◆ Stated problem
Reproduce the listing below line for line, without changing any of its text. Leave the pictures out of your reply.

◆ Exercise data
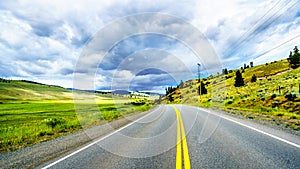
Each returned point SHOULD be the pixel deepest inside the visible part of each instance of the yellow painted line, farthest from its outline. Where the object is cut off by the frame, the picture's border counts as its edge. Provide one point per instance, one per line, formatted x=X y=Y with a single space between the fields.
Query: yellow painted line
x=181 y=140
x=178 y=148
x=187 y=164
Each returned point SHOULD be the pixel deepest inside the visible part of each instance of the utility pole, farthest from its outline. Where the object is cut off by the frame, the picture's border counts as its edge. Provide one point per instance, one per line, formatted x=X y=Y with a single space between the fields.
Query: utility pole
x=199 y=80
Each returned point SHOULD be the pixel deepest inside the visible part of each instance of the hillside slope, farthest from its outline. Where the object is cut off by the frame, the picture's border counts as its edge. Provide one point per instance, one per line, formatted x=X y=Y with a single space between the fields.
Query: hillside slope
x=274 y=97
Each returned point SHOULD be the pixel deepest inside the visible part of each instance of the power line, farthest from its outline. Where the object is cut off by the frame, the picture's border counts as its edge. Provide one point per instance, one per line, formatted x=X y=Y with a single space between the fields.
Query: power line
x=254 y=28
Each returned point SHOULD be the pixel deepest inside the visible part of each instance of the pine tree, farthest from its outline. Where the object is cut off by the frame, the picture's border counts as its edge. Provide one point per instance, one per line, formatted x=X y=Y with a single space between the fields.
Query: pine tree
x=239 y=80
x=294 y=59
x=253 y=79
x=225 y=71
x=203 y=89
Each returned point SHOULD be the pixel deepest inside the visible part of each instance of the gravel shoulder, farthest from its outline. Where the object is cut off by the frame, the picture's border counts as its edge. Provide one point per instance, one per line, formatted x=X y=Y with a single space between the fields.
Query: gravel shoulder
x=30 y=157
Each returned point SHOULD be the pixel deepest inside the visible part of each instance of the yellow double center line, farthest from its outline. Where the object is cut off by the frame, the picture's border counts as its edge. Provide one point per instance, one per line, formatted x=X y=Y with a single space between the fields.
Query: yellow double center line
x=181 y=144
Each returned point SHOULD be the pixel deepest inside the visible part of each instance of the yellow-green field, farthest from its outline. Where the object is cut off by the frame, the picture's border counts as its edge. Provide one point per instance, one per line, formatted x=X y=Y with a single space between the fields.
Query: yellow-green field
x=32 y=113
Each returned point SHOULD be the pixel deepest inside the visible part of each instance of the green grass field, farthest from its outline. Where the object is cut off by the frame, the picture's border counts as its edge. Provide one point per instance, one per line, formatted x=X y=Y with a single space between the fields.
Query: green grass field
x=26 y=109
x=261 y=100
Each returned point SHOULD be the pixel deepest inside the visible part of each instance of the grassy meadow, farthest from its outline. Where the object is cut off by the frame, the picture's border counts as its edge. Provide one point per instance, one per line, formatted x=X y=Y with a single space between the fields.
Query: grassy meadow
x=31 y=113
x=274 y=97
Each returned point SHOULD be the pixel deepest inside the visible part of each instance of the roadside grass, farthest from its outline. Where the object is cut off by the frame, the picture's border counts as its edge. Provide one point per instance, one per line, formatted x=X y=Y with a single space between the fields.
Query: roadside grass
x=26 y=107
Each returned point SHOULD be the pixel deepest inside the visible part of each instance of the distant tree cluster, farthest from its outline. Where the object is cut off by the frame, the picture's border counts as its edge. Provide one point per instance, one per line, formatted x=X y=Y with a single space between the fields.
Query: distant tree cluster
x=239 y=80
x=170 y=89
x=225 y=71
x=294 y=58
x=202 y=88
x=4 y=80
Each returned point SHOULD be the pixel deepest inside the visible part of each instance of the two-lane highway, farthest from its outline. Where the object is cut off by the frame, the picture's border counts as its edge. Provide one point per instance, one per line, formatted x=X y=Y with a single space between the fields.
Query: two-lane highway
x=176 y=136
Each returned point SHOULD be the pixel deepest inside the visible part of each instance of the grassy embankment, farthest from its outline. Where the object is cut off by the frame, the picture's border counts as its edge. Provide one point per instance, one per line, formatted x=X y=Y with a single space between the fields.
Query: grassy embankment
x=25 y=109
x=261 y=100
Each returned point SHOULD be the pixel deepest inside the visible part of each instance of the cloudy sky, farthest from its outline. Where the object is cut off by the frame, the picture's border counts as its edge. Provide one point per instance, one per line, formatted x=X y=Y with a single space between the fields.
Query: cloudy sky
x=112 y=45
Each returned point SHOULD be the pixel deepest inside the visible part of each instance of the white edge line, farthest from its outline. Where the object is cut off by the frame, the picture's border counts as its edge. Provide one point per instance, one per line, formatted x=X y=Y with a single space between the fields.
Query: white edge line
x=255 y=129
x=89 y=145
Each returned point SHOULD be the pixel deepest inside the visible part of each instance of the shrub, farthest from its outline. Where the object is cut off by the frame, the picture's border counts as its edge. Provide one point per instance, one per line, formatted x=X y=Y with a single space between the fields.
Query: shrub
x=273 y=96
x=230 y=101
x=290 y=96
x=52 y=122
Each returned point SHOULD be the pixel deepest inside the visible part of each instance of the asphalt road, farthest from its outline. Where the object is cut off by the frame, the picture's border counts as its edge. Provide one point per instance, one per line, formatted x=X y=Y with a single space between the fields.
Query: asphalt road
x=186 y=137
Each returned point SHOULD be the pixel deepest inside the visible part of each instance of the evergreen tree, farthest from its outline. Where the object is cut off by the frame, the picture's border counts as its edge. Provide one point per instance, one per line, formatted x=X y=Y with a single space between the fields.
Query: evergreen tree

◆ Answer to the problem
Each returned point SHOULD be the pixel deepest inside the visible part of each instance of the yellow painted line, farthest from its outline. Where the object is cut off by the frame, the picture's border counts as its edge. Provide one point per instance, one per line, formatted x=X y=Y with a single space between the fields.
Query: yellow painted line
x=181 y=140
x=178 y=148
x=187 y=164
Each returned point SHOULD be the pixel deepest inside the visible part of each instance of the utility pole, farthest from its outline. Where the object is cut off by the frame, the picture's border counts as its edge. Provide one point per instance, one per line, formatted x=X y=Y with a single space between the fields.
Query: utility pole
x=199 y=80
Each returned point SHOULD be the pixel deepest inside the visible part of each instance of the hillside slope, farthest from its outline. Where the object is cut off by the frame, the picture's border counts as its edge. Provide one point per instance, one per line, formatted x=X y=Y with a single space between the fields.
Query: hillside slope
x=274 y=97
Each returned point SHOULD be the pixel deepest inside the visible part of each instance of the power line, farthest from its outline. Where the object is cut off by the frame, the picture's border counts as its edge. Provide one point per instance, one per line, formatted x=X y=Y with a single space between the fields.
Query: power line
x=254 y=28
Each returned point SHOULD be the pixel deepest inside the visible part of each instance of the pine tree, farthest from its outline. Where the object is cut off by the frame, the picture's border counts as its edge. Provide one point per instance, one per line, formatted x=X y=Y with a single space between the fields.
Query: pine tree
x=239 y=80
x=294 y=59
x=253 y=79
x=225 y=71
x=203 y=89
Each returned point SHOULD be the pixel deepest inside the visible part of each instance of the gravel shoulder, farthest from its outline. Where the object is cut off by the frame, the picture's border counts as its edge. Provide one point per instance, one per line, formatted x=X y=Y with a single space between the fields.
Query: gravel shoulder
x=30 y=157
Each returned point SHOULD be the pixel deepest inside the visible part of each instance of the yellow double center line, farthest from its outline. Where the object is cut off by the frame, the picture's border counts as its edge. Provide one point per instance, one per line, formatted x=X y=Y with a single space between the fields.
Query: yellow double center line
x=181 y=144
Each returned point SHOULD be the pixel deepest inside the visible part of each instance of the yellow-green field, farthest from its outline. Where the object is cut off by the frame, the picture's border counts as its edge. Provide one point per instance, one per line, formatted x=X y=Y with a single space between the fields.
Query: yellow-green field
x=32 y=113
Each returned point SHOULD be the pixel deepest inside the visible part of each instance of the green grass field, farthest from its outline. Where the object is cut off by the frame, the picture's border counts as its edge. Provide one point per instance, one per line, formatted x=X y=Y with a single space between the fields.
Query: green grass field
x=26 y=109
x=261 y=100
Each returned point SHOULD be the pixel deepest inside the visible part of each instance of the grassy meadow, farthest from its outline. Where the object is cut off by the frame, the picture's border counts as its edge. Provide one point per instance, one per line, formatted x=X y=Y with a single space between the fields.
Query: grassy meadow
x=31 y=113
x=274 y=97
Each returned point SHOULD be the pixel deepest inside the visible part of each instance of the roadside grass, farthest from its outline. Where the object is cut off by the frame, the picture's border counts as its edge. Provide one point per instance, one per line, formatted x=X y=Y with a single space between the fields.
Query: roadside grass
x=26 y=107
Each returned point SHOULD be the pixel deepest inside the visible part of each instance of the distant tree cluster, farthest from its outline. Where the object is cut off by the frame, the picture's border counts as its edge. Provide one point per instance, one per line, formatted x=X y=Y with a single space between the fields.
Query: distant tree cluster
x=239 y=80
x=170 y=89
x=225 y=71
x=294 y=58
x=202 y=88
x=4 y=80
Each returned point SHOULD be the pixel deepest inside the visible part of each instance of the two-lane highway, farthest from its outline. Where the object is cut off by the frame, the picture's border counts as its edge. Provide one point per instance, one per line, formatted x=X y=Y with a single space between the fields.
Query: two-lane highway
x=176 y=136
Each returned point SHOULD be the pixel deepest inside the visible part of each instance of the grassy embankment, farthest from its outline. Where the object is cut off by the frame, the picture's border counts as its edge. Provide one point per instance, one per line, formatted x=X y=Y with a single space between the fields.
Query: grassy embankment
x=25 y=109
x=261 y=100
Each returned point SHOULD be the pixel deepest inside the visible part of each instance of the cloudy sky, farthest from its outline. Where the object is cut off by the frame, the picture's border counts as its edge. Provide one point per instance, one per line, formatted x=X y=Y with a single space between the fields.
Query: cloudy sky
x=112 y=45
Each returned point SHOULD be the pixel deepest inside the visible part of each instance of the white edge line, farthest from its outline. Where the object is cut off by the frame, the picture's border counts as its edge. Provide one point per instance, one per line, formatted x=X y=Y with a single space between the fields.
Query: white edge line
x=255 y=129
x=89 y=145
Each returned point SHOULD be the pixel deepest inside the visible part of each instance of the shrub, farthest from its outline. Where the object is cut off by the frame, the picture's border counts as its edge. Provide one point per instance, one per line, formatted x=X y=Y with a single space between the fields.
Query: shrub
x=273 y=96
x=230 y=101
x=290 y=96
x=52 y=122
Each returned point SHOULD be the pixel deepest inside the visible part of each instance of the asphalt road, farthest from its outline. Where the object is cut off by the frame, the picture's border counts as its edge. Provide one point per instance, one per line, formatted x=X y=Y with a single space between the fields.
Query: asphalt road
x=186 y=137
Each returned point SHOULD be the pixel deepest inside the visible part of each instance of the evergreen tree, farthest from its outline. Where the object is cut off by the frame, the picture's border counts as its edge. Provide one point per instance, one per line, formatted x=X y=Y with a single space between the fields.
Query: evergreen tree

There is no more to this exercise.